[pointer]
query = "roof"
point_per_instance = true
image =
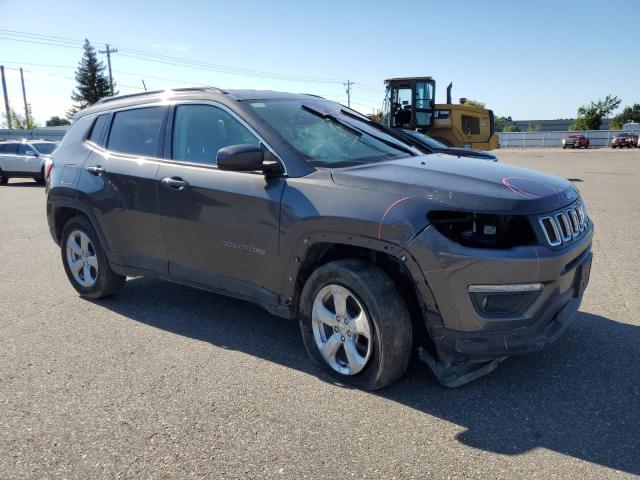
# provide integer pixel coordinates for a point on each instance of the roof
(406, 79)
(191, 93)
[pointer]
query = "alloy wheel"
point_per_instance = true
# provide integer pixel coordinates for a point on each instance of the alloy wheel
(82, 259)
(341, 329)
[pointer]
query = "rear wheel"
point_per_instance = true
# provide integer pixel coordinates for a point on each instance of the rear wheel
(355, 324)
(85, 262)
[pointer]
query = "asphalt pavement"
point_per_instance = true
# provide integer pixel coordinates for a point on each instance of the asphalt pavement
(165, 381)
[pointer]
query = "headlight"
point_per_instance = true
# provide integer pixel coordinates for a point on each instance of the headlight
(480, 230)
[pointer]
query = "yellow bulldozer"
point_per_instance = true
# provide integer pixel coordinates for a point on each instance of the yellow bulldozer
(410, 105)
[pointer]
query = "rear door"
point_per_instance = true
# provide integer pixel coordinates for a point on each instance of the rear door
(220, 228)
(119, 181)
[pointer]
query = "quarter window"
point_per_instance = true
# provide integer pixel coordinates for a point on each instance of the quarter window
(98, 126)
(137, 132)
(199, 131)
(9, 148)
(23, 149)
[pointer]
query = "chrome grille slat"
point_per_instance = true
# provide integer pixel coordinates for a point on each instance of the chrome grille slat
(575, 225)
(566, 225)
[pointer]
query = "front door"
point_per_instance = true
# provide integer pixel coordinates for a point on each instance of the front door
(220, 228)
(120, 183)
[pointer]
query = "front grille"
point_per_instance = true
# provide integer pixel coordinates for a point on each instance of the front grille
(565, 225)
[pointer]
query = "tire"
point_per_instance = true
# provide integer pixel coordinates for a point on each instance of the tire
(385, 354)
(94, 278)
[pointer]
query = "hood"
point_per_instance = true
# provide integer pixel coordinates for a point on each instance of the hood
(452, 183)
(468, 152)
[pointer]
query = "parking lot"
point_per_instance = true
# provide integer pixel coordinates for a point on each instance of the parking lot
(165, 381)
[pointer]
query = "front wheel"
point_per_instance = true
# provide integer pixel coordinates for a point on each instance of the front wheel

^^^^

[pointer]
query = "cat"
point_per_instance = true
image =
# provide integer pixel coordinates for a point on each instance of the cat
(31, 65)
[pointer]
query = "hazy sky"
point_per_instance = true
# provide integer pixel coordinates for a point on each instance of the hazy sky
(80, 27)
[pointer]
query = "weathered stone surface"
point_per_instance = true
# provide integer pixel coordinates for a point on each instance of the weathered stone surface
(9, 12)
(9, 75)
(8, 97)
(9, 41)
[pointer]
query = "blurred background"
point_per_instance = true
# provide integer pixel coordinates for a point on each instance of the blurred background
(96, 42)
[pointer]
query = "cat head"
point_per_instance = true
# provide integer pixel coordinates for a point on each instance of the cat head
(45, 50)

^^^^

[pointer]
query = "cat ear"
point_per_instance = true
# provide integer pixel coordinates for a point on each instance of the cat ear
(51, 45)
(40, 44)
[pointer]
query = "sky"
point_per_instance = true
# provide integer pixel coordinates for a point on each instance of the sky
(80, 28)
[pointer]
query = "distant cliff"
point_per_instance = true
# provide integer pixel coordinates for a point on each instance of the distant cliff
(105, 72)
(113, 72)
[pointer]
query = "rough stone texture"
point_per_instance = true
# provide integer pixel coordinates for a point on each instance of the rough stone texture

^^^^

◆ **GOAL**: Count the lines in the data above that contain the string "hazy", matching case exactly, and give only the number.

◆ **RESPONSE**: 2